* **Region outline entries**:
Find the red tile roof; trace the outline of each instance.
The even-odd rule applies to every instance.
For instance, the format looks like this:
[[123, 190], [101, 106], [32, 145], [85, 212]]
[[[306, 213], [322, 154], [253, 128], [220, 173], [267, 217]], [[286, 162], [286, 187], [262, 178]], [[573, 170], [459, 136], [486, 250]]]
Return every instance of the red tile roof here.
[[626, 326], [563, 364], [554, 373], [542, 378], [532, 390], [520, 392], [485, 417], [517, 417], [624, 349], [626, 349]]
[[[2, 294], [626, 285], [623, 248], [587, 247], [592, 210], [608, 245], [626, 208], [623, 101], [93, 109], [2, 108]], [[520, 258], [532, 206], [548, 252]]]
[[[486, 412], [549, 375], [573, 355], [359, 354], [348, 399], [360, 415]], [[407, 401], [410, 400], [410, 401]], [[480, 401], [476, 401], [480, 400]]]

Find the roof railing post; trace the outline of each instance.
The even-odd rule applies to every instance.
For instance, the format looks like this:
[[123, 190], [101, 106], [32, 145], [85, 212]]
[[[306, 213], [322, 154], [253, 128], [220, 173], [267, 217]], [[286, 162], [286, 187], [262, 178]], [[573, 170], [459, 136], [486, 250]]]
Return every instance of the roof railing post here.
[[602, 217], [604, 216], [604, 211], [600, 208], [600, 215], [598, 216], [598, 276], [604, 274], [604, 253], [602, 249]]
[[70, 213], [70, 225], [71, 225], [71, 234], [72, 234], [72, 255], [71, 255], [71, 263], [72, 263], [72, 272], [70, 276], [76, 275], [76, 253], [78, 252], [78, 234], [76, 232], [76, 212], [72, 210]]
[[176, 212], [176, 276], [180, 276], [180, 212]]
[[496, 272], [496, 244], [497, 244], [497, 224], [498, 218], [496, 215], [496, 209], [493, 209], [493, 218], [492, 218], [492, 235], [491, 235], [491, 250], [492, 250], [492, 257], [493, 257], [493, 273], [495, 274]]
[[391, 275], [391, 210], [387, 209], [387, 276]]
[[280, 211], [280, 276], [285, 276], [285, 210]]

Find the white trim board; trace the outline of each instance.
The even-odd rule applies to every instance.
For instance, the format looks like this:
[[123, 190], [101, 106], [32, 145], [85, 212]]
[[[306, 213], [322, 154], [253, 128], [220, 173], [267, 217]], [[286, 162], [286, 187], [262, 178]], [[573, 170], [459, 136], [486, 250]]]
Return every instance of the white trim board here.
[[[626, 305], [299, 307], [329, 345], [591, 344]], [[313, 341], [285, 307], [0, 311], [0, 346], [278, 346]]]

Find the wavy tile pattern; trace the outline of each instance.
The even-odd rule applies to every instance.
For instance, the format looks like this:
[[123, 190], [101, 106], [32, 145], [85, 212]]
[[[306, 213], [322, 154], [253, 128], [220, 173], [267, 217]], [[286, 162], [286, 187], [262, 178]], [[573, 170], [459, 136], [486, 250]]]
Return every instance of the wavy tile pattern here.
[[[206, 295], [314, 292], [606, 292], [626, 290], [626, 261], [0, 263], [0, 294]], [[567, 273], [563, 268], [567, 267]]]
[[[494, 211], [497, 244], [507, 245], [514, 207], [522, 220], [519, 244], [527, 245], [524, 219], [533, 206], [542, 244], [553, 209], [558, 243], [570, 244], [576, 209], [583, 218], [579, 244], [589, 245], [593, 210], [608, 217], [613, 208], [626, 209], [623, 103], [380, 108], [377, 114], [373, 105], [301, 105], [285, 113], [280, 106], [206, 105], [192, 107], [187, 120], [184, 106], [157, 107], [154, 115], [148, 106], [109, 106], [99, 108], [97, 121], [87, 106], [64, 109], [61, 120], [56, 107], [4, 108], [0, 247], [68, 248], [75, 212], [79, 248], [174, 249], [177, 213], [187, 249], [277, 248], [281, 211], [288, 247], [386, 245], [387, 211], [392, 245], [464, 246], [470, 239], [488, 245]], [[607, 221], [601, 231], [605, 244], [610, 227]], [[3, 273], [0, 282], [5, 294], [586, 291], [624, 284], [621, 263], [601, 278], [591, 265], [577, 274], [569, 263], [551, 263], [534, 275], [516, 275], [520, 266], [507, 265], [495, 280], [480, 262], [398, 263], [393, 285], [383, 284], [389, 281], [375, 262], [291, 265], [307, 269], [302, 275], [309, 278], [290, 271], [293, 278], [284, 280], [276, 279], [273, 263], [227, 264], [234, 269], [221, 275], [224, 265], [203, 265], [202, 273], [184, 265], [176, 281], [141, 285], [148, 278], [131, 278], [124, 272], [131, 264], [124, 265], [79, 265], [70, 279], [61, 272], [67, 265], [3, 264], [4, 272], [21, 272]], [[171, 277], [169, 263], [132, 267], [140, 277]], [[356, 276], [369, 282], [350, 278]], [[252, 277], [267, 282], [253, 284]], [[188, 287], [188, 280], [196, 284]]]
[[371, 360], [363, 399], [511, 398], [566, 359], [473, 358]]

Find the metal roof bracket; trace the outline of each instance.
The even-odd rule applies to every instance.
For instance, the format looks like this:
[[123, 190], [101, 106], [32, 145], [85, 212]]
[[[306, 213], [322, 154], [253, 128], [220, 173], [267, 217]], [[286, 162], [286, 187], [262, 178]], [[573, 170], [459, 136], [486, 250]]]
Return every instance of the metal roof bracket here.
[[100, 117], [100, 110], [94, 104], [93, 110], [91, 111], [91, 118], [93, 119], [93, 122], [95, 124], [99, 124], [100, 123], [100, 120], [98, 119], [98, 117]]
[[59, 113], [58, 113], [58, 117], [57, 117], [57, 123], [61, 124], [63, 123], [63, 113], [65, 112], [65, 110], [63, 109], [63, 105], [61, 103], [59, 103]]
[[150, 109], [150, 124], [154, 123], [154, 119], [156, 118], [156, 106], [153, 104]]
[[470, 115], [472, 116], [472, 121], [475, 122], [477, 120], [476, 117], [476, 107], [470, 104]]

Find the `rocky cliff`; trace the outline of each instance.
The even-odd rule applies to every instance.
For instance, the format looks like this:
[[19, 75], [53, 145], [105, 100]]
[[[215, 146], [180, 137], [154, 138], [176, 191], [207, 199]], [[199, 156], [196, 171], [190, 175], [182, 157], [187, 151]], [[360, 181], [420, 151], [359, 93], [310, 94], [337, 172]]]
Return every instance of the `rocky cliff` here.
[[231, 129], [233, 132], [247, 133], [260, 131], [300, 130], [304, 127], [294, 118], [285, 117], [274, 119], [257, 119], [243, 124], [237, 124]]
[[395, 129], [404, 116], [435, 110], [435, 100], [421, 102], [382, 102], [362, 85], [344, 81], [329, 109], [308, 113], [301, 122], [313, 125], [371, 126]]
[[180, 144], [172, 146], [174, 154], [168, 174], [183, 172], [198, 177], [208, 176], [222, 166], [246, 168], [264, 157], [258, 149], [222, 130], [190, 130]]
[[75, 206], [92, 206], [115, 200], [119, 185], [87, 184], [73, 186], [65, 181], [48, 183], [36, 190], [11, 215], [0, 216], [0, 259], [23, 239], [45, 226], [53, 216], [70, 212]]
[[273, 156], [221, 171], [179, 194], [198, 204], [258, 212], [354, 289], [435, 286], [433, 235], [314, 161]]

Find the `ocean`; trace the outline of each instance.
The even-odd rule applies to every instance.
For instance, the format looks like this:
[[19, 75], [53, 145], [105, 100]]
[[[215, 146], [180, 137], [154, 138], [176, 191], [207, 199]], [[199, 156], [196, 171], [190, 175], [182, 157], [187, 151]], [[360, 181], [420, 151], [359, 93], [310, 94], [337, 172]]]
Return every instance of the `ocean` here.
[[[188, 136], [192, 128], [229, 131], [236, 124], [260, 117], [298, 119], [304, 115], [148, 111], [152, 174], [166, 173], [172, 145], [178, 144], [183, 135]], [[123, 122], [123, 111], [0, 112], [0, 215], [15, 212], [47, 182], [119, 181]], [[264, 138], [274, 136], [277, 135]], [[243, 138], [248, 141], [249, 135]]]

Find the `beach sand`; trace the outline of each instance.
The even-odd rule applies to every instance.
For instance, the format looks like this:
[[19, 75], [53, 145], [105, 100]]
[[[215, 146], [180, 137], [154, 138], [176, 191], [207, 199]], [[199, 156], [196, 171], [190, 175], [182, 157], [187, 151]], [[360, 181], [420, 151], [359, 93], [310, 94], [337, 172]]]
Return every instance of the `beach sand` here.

* **Problem statement**: Could you turn the lines in the records above, from the line with "Find the roof" up to and including the line with "Return every instance of the roof", into a numbered list with any blank lines left out?

* **Finished answer**:
1. Find the roof railing post; trace the outline of each instance.
2. The even-odd rule applies to every instance.
3. For instance, the format looks like this:
4. [[123, 190], [101, 106], [32, 145], [85, 212]]
5. [[[306, 213], [322, 154], [253, 128], [220, 173], [267, 217]], [[286, 162], [286, 187], [262, 178]], [[573, 170], [459, 136], [486, 250]]]
6. Return every instance of the roof railing post here.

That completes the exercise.